>> begin Listed entries

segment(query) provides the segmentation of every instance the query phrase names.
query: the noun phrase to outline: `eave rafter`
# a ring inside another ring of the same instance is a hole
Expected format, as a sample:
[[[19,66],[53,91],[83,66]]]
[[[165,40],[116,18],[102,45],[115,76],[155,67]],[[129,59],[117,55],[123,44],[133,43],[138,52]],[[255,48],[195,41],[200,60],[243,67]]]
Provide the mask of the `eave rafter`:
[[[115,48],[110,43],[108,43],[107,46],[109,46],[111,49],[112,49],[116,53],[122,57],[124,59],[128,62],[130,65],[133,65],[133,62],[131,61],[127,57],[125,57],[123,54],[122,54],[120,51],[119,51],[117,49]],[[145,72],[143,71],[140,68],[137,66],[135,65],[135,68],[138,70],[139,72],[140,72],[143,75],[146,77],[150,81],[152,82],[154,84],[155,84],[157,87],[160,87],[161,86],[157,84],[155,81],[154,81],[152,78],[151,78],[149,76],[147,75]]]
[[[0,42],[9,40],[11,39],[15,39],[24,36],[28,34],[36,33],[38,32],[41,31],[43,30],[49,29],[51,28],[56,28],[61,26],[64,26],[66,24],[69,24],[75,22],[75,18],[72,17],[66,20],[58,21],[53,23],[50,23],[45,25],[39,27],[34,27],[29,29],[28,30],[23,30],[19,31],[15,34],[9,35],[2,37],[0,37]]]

>> end Listed entries

Set task
Present the material above as a Markdown table with two columns, Row for the line number and Line for the text of that line, omitting blank lines.

Answer to the exercise
| Row | Line |
|---|---|
| 1 | segment(query) provides the segmentation of every instance the query phrase names. |
| 2 | query: the noun phrase to outline: `eave rafter` |
| 3 | # a ring inside another ring of the same instance is a hole |
| 4 | Expected format, as a sample: |
| 5 | [[[19,66],[53,91],[83,66]]] |
| 6 | [[[165,40],[116,18],[102,45],[115,76],[155,67]],[[129,59],[117,55],[123,44],[133,43],[138,52]],[[255,48],[195,41],[200,60],[243,67]]] |
| 7 | Provide the mask of the `eave rafter`: |
| 8 | [[[115,48],[110,43],[108,43],[107,46],[109,46],[111,49],[112,49],[116,53],[122,57],[124,59],[128,62],[130,65],[133,65],[133,62],[131,61],[127,57],[125,57],[123,54],[122,54],[120,51],[119,51],[117,49]],[[145,72],[143,71],[140,68],[137,66],[135,65],[135,68],[138,70],[139,72],[140,72],[143,75],[146,77],[150,81],[152,82],[154,84],[155,84],[157,87],[160,87],[161,86],[157,84],[155,81],[154,81],[152,78],[151,78],[149,76],[147,75]]] |
| 9 | [[[0,42],[9,40],[11,39],[15,39],[24,36],[28,34],[36,33],[38,32],[41,31],[43,30],[49,29],[51,28],[56,28],[61,26],[64,26],[66,24],[69,24],[75,22],[75,18],[72,17],[66,20],[58,21],[53,23],[50,23],[45,25],[39,27],[34,27],[29,29],[28,30],[23,30],[19,31],[15,34],[9,35],[2,37],[0,37]]] |